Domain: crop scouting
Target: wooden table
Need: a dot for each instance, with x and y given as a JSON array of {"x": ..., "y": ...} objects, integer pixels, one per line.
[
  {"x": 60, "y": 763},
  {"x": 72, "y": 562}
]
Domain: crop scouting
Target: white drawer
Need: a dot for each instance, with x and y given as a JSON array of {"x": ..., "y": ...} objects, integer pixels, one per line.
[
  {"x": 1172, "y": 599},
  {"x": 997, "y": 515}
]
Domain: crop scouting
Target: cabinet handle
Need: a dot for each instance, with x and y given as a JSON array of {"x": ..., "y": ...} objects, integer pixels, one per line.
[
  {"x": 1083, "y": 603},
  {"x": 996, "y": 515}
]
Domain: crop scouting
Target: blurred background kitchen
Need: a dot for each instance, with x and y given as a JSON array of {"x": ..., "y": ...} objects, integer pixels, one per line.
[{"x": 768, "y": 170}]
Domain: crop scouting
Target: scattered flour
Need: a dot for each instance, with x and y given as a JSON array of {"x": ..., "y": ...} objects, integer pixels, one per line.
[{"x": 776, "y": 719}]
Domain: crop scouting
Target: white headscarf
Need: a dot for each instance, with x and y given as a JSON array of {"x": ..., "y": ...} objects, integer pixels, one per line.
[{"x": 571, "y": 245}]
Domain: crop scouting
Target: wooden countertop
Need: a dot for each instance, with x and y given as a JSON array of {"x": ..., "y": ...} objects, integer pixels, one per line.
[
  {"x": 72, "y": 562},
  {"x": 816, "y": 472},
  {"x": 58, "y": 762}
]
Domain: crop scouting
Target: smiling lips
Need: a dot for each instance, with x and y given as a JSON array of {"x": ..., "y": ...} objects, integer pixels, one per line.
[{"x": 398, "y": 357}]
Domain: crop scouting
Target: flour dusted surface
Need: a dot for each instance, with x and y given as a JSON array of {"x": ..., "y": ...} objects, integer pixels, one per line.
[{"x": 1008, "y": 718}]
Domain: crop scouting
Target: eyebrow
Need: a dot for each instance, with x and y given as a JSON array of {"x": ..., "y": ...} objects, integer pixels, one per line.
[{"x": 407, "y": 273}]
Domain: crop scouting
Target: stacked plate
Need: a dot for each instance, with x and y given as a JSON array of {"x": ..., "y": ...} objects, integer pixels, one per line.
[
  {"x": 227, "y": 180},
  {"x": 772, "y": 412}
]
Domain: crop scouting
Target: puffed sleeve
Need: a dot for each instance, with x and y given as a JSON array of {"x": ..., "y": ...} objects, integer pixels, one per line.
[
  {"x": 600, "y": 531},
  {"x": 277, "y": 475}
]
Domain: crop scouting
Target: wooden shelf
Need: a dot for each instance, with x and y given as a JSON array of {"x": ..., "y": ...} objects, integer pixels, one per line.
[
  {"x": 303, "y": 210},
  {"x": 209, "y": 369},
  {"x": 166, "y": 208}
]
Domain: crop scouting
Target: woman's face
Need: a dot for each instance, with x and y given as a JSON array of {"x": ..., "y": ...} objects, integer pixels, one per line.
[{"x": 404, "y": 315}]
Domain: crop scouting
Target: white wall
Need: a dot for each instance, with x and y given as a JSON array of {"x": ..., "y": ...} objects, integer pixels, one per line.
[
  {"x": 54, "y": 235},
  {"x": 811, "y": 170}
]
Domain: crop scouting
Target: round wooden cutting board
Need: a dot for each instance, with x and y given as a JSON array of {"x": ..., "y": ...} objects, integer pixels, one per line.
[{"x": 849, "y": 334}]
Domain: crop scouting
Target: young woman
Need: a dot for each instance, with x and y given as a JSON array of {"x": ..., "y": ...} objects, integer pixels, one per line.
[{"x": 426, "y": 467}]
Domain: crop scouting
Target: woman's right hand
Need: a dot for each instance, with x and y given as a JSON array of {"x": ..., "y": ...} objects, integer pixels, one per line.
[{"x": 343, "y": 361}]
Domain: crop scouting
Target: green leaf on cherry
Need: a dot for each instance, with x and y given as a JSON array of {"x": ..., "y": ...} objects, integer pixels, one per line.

════════

* **Required work**: Gather up, from the records above, each line where the word "white" appears.

* **Answer to the exercise**:
Target: white drawer
Target: white headscarf
Target: white wall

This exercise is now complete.